_SOURCE PASSAGE_

-- begin --

Checking Translations or Bilingual Texts

LanguageTool is able to check bilingual texts (bitexts). The bitexts should be aligned on the level of sentences (not paragraphs, as rules could generate more false alarms).

Rules in bitext mode

In bitext mode, the following rules are used:

  • false friend rules: the rules are matched only when both source and target contain the false friend terms
  • rules for target language
  • generic bitext rules (in Java)
  • bilingual rules for target rules (if they are found in the /rules/[language]/bitext.xml file, where [language] is a two-letter code of the language).

The generic bitext rules include the rules that check:

  • if the translation length of the target is not radically different from the source (TRANSLATION_LENGTH)
  • if the translation is not the same for multiple-word sentences (SAME_TRANSLATION)

In the future, when the general mechanism for adding custom rules will be implemented, any custom rules will be added as well.

Checking from the command line

To check bitext from command line, you need to use -m to specify source language, -l to specify the target language, and -b2 to switch the bitext mode. The rest of the command line stays as before.

NOTE: in version 1.1, the only input format on the command-line is the tabbed text file, where the first field contains the source, and the second - the target. Programatically, you can also use WordFast Translation Memory, but it's not available yet on the command line.

OmegaT

OmegaT has a plugin that can be installed in the OmegaT main directory (you need to use the downloaded version, not the web-start version, though). See the README of the plugin for details. The plugin allows to check translation on the go.

CheckMate

LanguageTool may be used to check bilingual data in many more formats with the use of CheckMate, which also has a nice user interface:

lt-checkmate.png

API

HTTP Server

Use the standard format of the query: specify your source segment text as srctext parameter, your target segment as text, source language as mothertongue, and target language as lang.

-- end --

_DATA LINES_
-- begin --

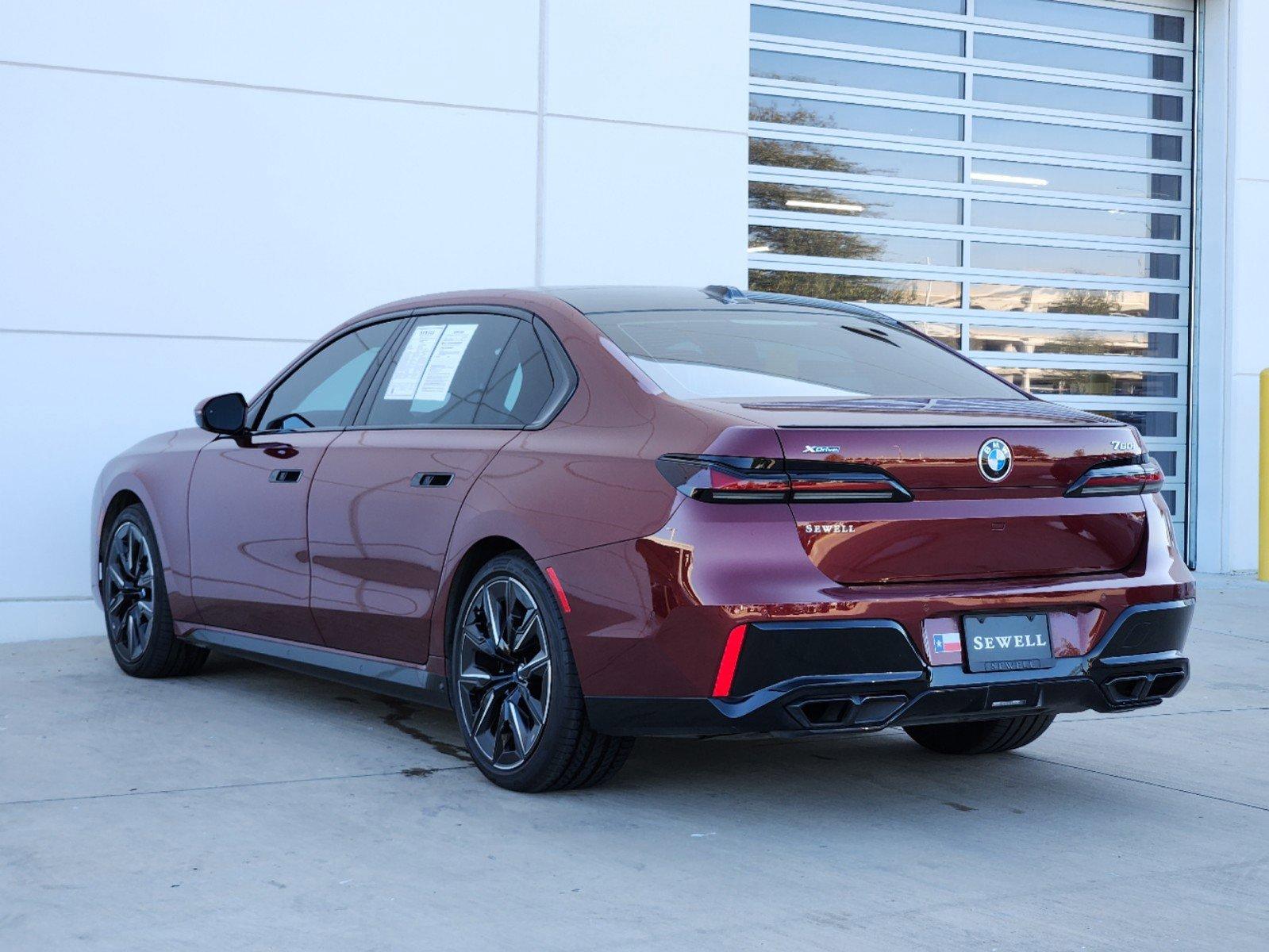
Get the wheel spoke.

-- end --
-- begin --

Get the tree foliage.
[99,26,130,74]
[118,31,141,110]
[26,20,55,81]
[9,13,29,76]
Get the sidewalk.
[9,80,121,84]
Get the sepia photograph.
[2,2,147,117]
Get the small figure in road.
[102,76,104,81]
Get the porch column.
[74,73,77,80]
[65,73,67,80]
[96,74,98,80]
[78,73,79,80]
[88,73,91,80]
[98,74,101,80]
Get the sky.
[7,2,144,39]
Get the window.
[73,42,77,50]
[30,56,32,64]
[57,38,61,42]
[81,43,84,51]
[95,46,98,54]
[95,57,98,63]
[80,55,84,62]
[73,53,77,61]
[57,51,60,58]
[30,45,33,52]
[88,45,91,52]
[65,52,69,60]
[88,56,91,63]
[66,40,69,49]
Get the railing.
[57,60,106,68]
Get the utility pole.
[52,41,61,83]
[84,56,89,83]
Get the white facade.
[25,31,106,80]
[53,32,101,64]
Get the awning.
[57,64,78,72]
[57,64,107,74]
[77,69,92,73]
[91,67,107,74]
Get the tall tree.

-- end --
-- begin --

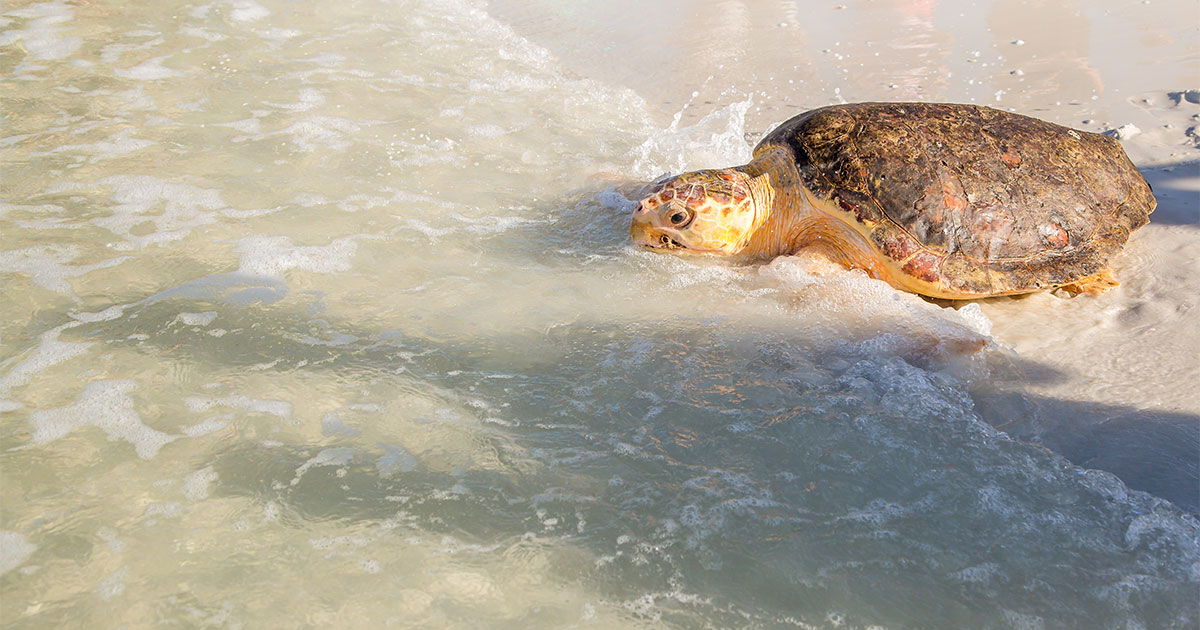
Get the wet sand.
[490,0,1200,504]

-- end --

_REQUIRED TASK 1_
In the bitext-checking page, which command-line option switches on bitext mode?
_REQUIRED TASK 2_
Copy the part of the bitext-checking page between "Checking from the" and "translation on the go.", inclusive.

_EXPECTED OUTPUT 1_
-b2

_EXPECTED OUTPUT 2_
Checking from the command line

To check bitext from command line, you need to use -m to specify source language, -l to specify the target language, and -b2 to switch the bitext mode. The rest of the command line stays as before.

NOTE: in version 1.1, the only input format on the command-line is the tabbed text file, where the first field contains the source, and the second - the target. Programatically, you can also use WordFast Translation Memory, but it's not available yet on the command line.

OmegaT

OmegaT has a plugin that can be installed in the OmegaT main directory (you need to use the downloaded version, not the web-start version, though). See the README of the plugin for details. The plugin allows to check translation on the go.